* Referring expression pointing data:
============

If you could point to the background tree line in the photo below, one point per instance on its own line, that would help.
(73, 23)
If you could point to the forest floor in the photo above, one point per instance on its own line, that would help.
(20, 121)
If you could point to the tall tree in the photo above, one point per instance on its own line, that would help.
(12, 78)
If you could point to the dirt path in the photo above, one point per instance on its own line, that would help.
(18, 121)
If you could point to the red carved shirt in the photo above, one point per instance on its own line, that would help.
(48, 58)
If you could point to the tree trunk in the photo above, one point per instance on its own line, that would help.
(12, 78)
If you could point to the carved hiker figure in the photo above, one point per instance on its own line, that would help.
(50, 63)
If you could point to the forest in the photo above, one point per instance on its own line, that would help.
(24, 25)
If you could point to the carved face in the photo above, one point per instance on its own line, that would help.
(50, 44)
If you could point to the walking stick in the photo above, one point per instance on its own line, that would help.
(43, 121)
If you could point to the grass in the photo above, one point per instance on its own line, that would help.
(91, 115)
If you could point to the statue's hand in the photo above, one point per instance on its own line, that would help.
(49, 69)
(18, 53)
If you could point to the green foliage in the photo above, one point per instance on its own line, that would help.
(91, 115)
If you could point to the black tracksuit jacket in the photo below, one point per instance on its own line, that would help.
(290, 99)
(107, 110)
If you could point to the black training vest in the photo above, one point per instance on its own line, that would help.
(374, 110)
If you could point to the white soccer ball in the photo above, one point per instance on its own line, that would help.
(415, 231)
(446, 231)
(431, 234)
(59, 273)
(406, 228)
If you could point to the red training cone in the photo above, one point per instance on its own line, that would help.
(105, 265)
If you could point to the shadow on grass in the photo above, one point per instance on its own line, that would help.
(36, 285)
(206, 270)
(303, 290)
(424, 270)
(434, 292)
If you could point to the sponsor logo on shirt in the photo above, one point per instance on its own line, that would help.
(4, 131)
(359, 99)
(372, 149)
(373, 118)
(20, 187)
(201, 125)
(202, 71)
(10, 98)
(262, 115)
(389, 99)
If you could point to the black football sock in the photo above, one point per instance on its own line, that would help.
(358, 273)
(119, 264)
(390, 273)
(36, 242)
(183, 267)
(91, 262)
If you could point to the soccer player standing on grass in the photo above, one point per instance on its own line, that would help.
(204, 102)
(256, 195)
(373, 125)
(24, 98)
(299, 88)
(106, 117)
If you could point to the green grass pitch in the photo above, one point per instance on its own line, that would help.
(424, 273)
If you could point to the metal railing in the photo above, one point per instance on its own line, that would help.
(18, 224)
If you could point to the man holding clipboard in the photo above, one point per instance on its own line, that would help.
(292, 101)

============

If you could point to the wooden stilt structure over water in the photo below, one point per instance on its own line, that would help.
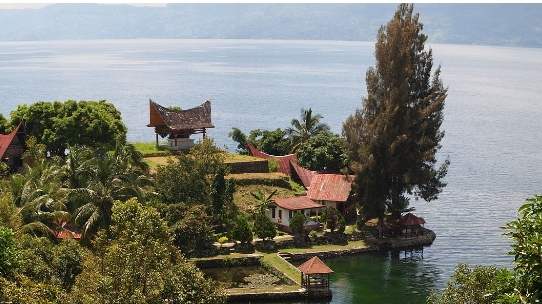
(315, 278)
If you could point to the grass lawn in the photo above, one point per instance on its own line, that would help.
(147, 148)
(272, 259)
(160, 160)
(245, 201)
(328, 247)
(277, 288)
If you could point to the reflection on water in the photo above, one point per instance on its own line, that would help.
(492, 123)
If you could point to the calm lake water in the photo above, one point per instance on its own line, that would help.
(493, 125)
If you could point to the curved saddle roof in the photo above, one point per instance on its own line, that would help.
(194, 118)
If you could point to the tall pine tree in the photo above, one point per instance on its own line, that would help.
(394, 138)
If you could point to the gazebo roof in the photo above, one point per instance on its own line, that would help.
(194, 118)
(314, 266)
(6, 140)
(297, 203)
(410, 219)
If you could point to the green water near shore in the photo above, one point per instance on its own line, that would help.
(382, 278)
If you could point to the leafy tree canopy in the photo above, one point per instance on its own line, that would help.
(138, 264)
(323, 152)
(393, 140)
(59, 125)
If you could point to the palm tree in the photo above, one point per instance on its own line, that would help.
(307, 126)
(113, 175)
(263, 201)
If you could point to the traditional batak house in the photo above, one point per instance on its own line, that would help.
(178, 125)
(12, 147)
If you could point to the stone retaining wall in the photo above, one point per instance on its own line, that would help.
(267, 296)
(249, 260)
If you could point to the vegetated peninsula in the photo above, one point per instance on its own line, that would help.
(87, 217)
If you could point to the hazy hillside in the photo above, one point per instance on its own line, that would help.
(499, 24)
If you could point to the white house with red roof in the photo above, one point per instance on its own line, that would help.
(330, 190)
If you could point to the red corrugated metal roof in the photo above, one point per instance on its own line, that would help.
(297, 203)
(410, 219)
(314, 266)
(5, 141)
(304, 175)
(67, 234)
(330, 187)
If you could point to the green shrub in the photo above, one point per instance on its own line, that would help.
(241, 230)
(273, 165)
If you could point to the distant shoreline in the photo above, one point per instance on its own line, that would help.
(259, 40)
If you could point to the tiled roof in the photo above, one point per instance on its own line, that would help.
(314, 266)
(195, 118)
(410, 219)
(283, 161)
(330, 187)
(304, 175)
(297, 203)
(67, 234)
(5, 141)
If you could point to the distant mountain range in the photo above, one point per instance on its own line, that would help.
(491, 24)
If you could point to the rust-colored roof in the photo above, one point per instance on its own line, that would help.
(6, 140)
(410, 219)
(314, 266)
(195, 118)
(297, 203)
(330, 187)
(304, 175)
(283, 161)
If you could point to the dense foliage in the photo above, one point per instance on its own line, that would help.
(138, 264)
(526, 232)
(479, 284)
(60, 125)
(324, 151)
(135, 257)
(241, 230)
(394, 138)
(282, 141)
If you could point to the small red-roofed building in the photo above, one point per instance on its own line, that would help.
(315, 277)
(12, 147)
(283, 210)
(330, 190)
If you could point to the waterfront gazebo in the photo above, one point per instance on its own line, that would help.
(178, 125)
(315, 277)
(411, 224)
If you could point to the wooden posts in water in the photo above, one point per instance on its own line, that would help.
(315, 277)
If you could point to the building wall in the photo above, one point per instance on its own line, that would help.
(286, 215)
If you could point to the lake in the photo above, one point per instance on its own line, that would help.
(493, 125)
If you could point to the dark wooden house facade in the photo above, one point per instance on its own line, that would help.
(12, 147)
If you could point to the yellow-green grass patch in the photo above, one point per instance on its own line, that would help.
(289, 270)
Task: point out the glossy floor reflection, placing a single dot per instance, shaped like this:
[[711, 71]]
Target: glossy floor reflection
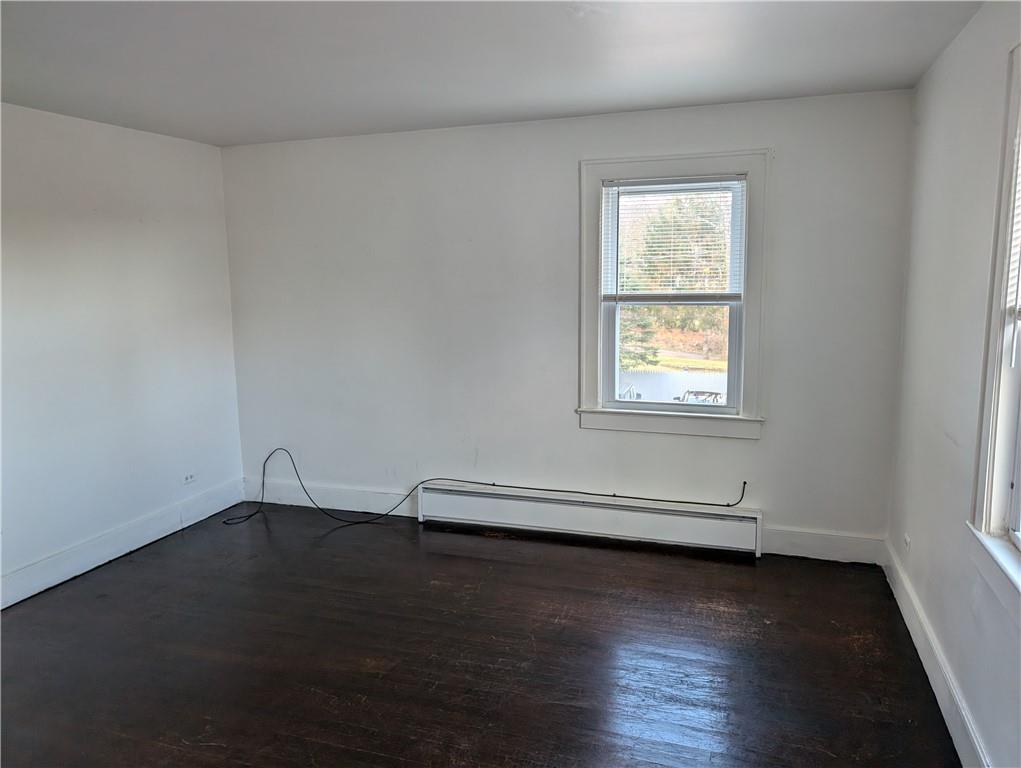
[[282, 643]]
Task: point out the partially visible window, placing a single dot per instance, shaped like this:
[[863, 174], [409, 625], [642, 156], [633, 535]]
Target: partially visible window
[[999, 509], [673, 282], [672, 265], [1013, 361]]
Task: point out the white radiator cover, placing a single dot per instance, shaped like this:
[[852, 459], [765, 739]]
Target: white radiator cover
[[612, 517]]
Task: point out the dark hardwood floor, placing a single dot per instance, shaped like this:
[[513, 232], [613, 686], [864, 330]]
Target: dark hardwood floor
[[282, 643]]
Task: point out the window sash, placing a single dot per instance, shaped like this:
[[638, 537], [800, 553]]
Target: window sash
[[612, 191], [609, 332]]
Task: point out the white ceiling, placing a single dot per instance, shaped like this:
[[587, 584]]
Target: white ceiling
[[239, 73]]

============

* Your assignment:
Return exactly, and only, the lines above starting at the line that contains "Target: partially visible window" and ending at the line that contains "[[587, 584]]".

* Your solution:
Target: partially visible window
[[999, 509], [673, 282], [672, 265], [1013, 361]]
Task: point out the white radiator cover, placing a single dot per instance, shaped like this:
[[852, 459], [765, 739]]
Target: white radiator cover
[[612, 517]]
Task: point out the dark hardwood floor, placing a single dot per instance, shaped like this:
[[513, 232], [613, 686], [864, 330]]
Target: dark hardwood floor
[[282, 643]]
Task: point out the window sash, placing a single dot per instance, shaped like this:
[[638, 537], [800, 553]]
Target: window sash
[[612, 191], [609, 332]]
Task: point out the white ceiling, placing a single dot per instance, shaped like this:
[[587, 584]]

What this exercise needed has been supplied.